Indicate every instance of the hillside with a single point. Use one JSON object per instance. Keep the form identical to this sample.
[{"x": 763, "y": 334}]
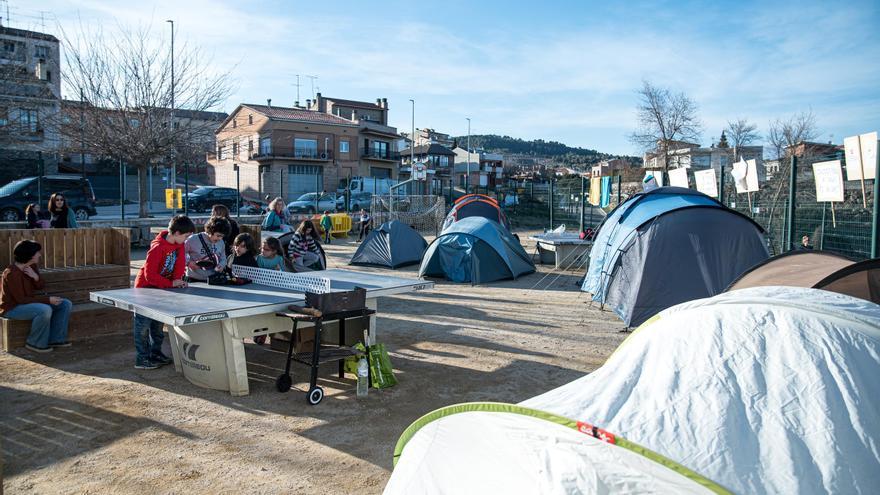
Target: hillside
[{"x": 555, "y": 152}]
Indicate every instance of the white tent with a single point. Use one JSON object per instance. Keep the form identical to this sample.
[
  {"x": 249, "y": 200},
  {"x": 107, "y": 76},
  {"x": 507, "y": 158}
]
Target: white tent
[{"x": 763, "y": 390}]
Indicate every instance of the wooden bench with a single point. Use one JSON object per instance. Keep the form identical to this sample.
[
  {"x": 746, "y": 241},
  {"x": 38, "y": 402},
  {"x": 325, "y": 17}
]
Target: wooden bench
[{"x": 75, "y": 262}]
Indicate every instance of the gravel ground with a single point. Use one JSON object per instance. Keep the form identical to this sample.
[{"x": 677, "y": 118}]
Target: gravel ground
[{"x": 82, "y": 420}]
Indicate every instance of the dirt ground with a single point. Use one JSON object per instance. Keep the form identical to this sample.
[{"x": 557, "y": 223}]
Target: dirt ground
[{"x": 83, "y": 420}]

*Short problem*: Reproduce word for word the stretch of data above, from the line containing "Indicate every instance of the white" through the end of the data.

*Correct output*:
Indicate every instance of the white tent with a single point. Use one JSON object per instance. Keep the form identical to this sample.
[
  {"x": 249, "y": 200},
  {"x": 107, "y": 76},
  {"x": 507, "y": 158}
]
Target: white tent
[{"x": 763, "y": 390}]
Indicate every instance of the wooden bench with a single point. Use one JSON object per instance. Keep the form identical to this sample.
[
  {"x": 746, "y": 241},
  {"x": 38, "y": 402},
  {"x": 325, "y": 17}
]
Target: wooden bench
[{"x": 75, "y": 262}]
Indicate every instance of the gravel ground with a single point. Use one JSON object per instance. Keep the form identical to this sample.
[{"x": 677, "y": 118}]
Target: gravel ground
[{"x": 82, "y": 420}]
Indicate every instance of the dirt ground with a single point. Use one JSON object per instance. Keep the form identical to this sample.
[{"x": 557, "y": 223}]
Target: dirt ground
[{"x": 83, "y": 420}]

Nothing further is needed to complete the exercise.